■ **Reading text**:
____________________

In the 1960s, Mr. Yu and some friends pooled their money together and bought their first property, the beginning of a new career that would see him make millions through shrewd purchases that he would sometimes later sell at 20 or more times the original price. As his holdings grew, he became notorious in Hong Kong as the “Love Hotel King” – a name he detests – because many of the properties he owned were rented by operators of hotels catering to hourly stays. He also won fame for buying the last home that kung-fu star Bruce Lee lived in before his death, a property Mr. Yu later donated back to the Hong Kong government as a museum.
Hard lessons in giving
But in rural China, particularly his native Hunan province, Mr. Yu was developing a very different reputation. When he returned to his hometown of Lou De each year for the Spring Festival holiday, he handed out red envelopes stuffed with cash to the elderly and poor.
Those trips taught him an early lesson about the perils of charitable giving. One year, he enlisted the help of local government officials to help him stuff each envelope with 400 yuan. He found out later that much of the cash had been pocketed by the corrupt bureaucrats, and to this day he insists that the money he donates go directly to the recipients without going through any other charities or government agencies. “In China, I do charity only with my own eyes and hands. I don’t trust others,” he says.
Mr. Yu’s initial foray into wider-scale philanthropy came after he developed cataracts and had a successful operation to repair his eyes in 2000. When he researched the disease afterwards, he found that 400,000 Chinese developed cataracts every year, and many sufferers couldn’t afford the required surgery.
He was deeply moved and decided to spend $10-million annually on mobile cataract clinics that drive to the most remote parts of China to perform surgeries paid for by Mr. Yu. His own oversized photograph – his eyes clear of cataracts – is on the side of the “Bright Eyes” vans, which have carried out more than 150,000 cataract operations around the country since 2003.
Mr. Yu says his latest passion is education. He says he wants the bulk of the money from his most recent endowment, as well as the profits from the hotels and other properties he has donated to the Yu Pengnian Foundation, to go to scholarships. “Some for poor students, others for talented students I want to encourage, including foreign students who want to study in China,” he said. “Education is very important for a country, very closely related to its prosperity and standard of living.”

____________________

■ **The data**:
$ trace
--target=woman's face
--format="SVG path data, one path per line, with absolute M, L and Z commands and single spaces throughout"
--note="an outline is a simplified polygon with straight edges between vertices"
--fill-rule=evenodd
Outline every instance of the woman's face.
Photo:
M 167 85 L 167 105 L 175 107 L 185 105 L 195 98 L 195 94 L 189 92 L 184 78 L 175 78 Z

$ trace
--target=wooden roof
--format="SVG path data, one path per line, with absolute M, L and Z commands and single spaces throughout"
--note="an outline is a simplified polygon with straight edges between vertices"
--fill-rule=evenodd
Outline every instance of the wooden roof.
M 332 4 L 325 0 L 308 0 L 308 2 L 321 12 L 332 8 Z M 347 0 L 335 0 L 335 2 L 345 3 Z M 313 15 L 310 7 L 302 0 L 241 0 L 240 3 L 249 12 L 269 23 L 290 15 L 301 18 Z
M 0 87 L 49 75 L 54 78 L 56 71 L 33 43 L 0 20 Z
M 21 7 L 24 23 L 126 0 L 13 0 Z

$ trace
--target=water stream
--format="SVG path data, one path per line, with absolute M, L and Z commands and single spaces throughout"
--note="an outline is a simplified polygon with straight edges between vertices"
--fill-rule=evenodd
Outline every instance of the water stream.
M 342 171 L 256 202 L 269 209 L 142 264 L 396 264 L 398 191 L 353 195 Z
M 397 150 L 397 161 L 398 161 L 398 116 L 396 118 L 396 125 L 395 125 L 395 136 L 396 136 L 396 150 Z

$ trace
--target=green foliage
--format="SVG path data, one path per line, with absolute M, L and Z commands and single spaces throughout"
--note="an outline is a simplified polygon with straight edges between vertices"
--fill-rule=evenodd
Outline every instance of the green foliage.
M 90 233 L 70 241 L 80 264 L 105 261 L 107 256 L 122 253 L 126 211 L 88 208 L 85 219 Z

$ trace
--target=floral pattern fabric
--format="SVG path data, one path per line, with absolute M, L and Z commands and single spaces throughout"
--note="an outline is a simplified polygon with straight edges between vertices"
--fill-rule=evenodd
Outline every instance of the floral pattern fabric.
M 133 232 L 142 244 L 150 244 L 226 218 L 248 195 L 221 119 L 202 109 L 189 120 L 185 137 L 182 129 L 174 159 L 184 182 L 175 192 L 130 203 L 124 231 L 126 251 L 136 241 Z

____________________

■ **Exercise description**: Pick up the text about Mr. Yu's philanthropy where it stops and continue it. The records are separate material and have no connection to the text about Mr. Yu.

■ **Answer space**:
A legacy project
Mr. Yu is proud to hear his name mentioned alongside such famous Western philanthropists as Bill Gates and George Soros – as well as Hong Kong’s Li Kashing, Asia's most famous philanthropist who has given away $1.4-billion of his estimated $21-billion – but likes to point out that he’s gone a step further than they have by giving away all his money. However, he admits he wasn’t ready to go back to the hard life he lived as a young man.
“I’m not poor, not yet. I still have a credit card – an American credit card – and I take a VIP room in this hotel. And I take business-class flights. I allow myself this,” he says, smiling.
As Mr. Yu speaks, his grandson, Dennis Pang, watches with obvious respect and affection. As someone who was in line to inherit some of the fortune, Mr. Pang admits that he was initially bewildered by his grandfather’s insistence on giving away what he had earned. But then he took a job as his grandfather’s personal assistant, and saw first-hand the good the Yu Pengnian Foundation was doing.
“Before I came here, I was a little confused. But now when I see the people that he helps, I understand that it’s special,” Mr. Pang said. My. Yu’s two sons, both in their 60s, sit on the foundation’s board of directors.
Mr. Yu is pleased to have his family’s support, but says he would have gone ahead with his philanthropy with or without their approval. “I don’t care what others think. It makes me happy to give my money away. I used to be poor.”